Using a package management system like Conda in RL has become an industry standard.
The reasons are well-founded and relate to:
- environment isolation (system agnosticism): using Conda, you can “freeze” a training environment to a preferred Python version. If one project requires Python 3.8 and another Python 3.10, you can run them simultaneously on the same laptop without any interference.
- reproducibility of training: it is vital that you or someone else can run the code exactly the same way, regardless of whether you share the project or change your computer.
- total control over CUDA versions, which is essential for the GPU: with Conda, you can install a different CUDA “toolkit” for each training and demo environment. You can have one project with PyTorch 2.1 and CUDA 11.8 and another with an older version, without them clashing.
- management of non-Python dependencies: MuJoCo relies on code written in C and C++ and requires specific system libraries. Conda installs these pre-compiled binaries, saving you hours of errors like “missing C++ compiler” or “DLL load failed.”
In short, for all my tutorials and projects, I use Conda. You can download it from https://www.anaconda.com/download
Installation Order and Logic Behind
For a stable environment that supports both CPU and GPU (via NVIDIA CUDA), the recommended order is:
- Environment Creation (Python): we use Conda to create a clean environment and avoid version conflicts.
- PyTorch (with CUDA support).
- MuJoCo: since version 2.1.0, MuJoCo is open-source and much easier to install (you no longer need .txt license files).
- Gymnasium: the standard interface for RL environments.
- Stable Baselines3 (SB3) & TensorBoard: RL algorithms and visualization tool.
Why this order of installation?
If you install SB3 before PyTorch is configured for GPU, the system will use only the processor (CPU). By manually installing PyTorch first, SB3 will automatically “see” the graphics card and use it when it is available, falling back to the CPU when it is not.
Check CUDA version
Open a Command Prompt and run the command:
nvidia-smi
You should see something like this:

Info: This version of CUDA [13.0] tells me that it can run applications compiled up to CUDA 13.
Step-by-Step Installation Guide (Optimized for CUDA 13/Windows 11)
Open an Anaconda Prompt and run the following commands in the same order as bellow.
1. Creating the environment
We will use Python 3.10 because it is the solution for compatibility between MuJoCo and Stable Baselines3.

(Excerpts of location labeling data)
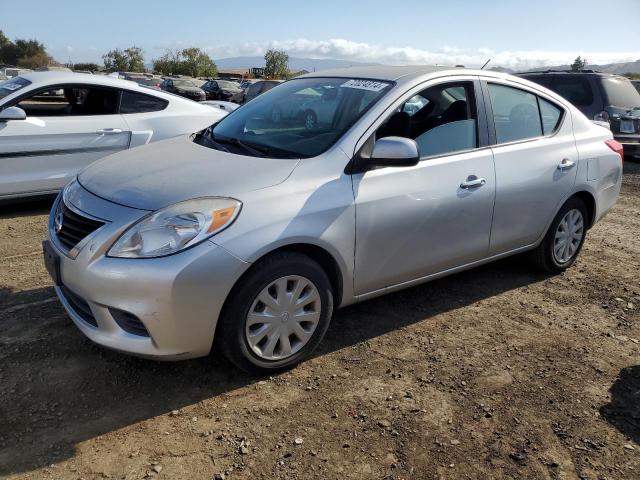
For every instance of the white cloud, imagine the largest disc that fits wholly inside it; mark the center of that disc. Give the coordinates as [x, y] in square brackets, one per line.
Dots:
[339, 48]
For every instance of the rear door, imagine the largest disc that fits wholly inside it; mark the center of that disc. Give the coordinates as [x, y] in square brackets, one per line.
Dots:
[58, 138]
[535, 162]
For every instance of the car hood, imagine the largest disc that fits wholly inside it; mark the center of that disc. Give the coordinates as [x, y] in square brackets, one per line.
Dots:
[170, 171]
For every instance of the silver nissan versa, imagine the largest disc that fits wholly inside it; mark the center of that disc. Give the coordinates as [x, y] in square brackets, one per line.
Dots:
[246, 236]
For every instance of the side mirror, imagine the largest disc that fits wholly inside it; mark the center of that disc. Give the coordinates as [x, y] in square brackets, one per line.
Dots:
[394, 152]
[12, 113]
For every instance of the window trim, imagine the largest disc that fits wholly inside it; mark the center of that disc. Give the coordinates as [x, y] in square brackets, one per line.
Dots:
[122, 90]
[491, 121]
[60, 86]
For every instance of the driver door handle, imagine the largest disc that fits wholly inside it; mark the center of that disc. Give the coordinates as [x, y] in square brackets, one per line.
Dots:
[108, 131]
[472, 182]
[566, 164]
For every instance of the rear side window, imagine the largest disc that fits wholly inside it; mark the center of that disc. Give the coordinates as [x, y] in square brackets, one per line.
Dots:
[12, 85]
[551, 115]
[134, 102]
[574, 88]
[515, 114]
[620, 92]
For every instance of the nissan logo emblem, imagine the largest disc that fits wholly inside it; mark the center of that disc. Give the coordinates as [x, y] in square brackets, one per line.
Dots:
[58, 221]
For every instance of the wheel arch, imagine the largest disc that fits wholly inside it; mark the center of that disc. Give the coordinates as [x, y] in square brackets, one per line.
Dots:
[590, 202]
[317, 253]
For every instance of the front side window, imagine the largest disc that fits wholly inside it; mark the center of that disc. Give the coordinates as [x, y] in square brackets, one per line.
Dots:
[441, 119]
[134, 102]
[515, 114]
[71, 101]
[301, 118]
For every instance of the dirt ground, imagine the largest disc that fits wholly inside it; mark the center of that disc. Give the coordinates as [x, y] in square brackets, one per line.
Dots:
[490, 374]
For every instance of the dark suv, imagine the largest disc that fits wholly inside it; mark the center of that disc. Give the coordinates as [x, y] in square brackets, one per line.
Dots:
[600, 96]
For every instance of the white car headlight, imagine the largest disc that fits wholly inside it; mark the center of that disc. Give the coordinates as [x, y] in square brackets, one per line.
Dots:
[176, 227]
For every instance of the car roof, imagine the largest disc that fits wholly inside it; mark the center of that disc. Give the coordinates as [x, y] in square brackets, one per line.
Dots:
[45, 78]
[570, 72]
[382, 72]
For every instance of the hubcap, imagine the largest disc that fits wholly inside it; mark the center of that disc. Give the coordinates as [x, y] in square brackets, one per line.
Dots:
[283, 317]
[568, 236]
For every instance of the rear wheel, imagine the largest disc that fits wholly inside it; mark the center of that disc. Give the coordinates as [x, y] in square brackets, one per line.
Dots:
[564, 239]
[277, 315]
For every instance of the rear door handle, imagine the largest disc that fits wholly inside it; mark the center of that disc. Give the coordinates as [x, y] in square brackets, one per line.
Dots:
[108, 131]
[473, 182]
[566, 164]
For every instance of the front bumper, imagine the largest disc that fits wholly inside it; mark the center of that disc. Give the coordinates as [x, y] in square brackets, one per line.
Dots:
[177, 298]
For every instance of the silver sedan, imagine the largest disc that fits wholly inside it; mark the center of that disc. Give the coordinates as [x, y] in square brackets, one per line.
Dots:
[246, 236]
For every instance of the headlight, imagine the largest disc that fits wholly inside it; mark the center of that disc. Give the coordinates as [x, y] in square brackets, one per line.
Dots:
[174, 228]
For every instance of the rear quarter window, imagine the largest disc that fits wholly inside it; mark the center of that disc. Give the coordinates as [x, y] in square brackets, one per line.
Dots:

Complete the following
A. According to the installation guide, what happens if Stable Baselines3 is installed before PyTorch is configured for the GPU?
B. Reproduce everything in the installation guide from "- reproducibility of" down to "change your computer.".

Solutions
A. The system will use only the processor (CPU).

B.
- reproducibility of training: it is vital that you or someone else can run the code exactly the same way, regardless of whether you share the project or change your computer.